» **Pointing listing for named objects**
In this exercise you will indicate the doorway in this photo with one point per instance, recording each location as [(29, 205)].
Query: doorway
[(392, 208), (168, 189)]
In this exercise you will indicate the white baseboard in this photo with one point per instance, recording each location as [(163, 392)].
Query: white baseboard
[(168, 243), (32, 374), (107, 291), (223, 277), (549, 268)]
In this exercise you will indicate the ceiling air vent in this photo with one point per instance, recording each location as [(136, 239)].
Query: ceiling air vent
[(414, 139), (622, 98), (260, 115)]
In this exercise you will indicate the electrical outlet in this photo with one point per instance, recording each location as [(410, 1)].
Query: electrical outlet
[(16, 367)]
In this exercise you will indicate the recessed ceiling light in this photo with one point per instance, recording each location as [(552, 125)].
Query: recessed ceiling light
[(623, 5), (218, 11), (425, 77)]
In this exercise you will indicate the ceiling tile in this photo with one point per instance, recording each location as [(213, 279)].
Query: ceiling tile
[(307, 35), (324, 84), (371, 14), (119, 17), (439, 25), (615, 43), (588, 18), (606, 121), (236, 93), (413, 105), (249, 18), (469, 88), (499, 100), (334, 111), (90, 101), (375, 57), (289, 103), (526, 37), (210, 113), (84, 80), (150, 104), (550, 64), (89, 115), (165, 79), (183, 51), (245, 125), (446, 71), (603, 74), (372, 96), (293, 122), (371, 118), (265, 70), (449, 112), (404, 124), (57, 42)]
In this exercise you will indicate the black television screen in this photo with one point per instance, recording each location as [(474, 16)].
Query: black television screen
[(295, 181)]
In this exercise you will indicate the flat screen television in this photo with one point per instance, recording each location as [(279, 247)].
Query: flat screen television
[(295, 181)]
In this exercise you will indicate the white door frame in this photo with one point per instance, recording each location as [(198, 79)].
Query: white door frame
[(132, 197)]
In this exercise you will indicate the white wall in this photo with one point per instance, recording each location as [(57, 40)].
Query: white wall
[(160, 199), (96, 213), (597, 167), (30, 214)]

» **Written instruction**
Rewrite the listing above, replacing every "one point per instance" with "a single point for each instance" and leaving everything else unchanged.

» **Correct response**
In this exercise you will indicate the doorway in this photo with a single point for each instance, recording each location as [(29, 205)].
Query: doorway
[(392, 208), (168, 189)]
In this exercise you will indicate the white baseboard in this photo with a single point for each instance, recording each location as [(163, 392)].
Query: white baseboard
[(168, 243), (32, 374), (107, 291), (223, 277), (549, 268)]
In this exercise you will indicate the ceiling air vent in this photo with a single point for each instance, recording each location as [(136, 239)].
Query: ceiling air vent
[(414, 139), (622, 98), (260, 115)]
In this exercise you will indicate the electrical outlet in this photo with a single point for each instance, recording each location as [(410, 1)].
Query: electrical outlet
[(16, 367)]
In this exercise you will indicate the recessed ceiling light in this photo with a single point for each instance, recording each location as [(552, 125)].
Query: recessed ceiling light
[(623, 5), (218, 11), (425, 77)]
In this exercise you will indicate the ceiling tile in this photo with a single point for each instance, recording each location as [(213, 279)].
Query: ceiling tile
[(307, 35), (324, 84), (371, 14), (119, 17), (439, 25), (615, 43), (588, 18), (606, 121), (236, 93), (413, 105), (249, 18), (469, 88), (499, 100), (334, 111), (90, 101), (375, 57), (289, 103), (526, 37), (210, 113), (84, 80), (150, 104), (550, 64), (89, 115), (165, 79), (183, 51), (245, 125), (446, 71), (603, 74), (372, 96), (293, 122), (371, 118), (265, 70), (449, 112), (404, 124), (57, 42)]
In this exercise you will indicate the black television screen in this photo with a single point for each instance, recording each location as [(474, 16)].
Query: black television screen
[(295, 181)]
In this exercise you will indicate the flat screen television in this photo with a single point for each instance, recording each location as [(279, 247)].
Query: flat screen television
[(295, 181)]
In this exercise you will indicate the white door frame in this photo with a single point for each instance, recording each location as [(198, 79)].
Query: white door frame
[(132, 197)]
In this exercise you will indicate the white wall in this photo with a single point for each instance, recording each location as [(57, 40)].
Query: white wall
[(160, 199), (96, 213), (597, 167), (30, 214)]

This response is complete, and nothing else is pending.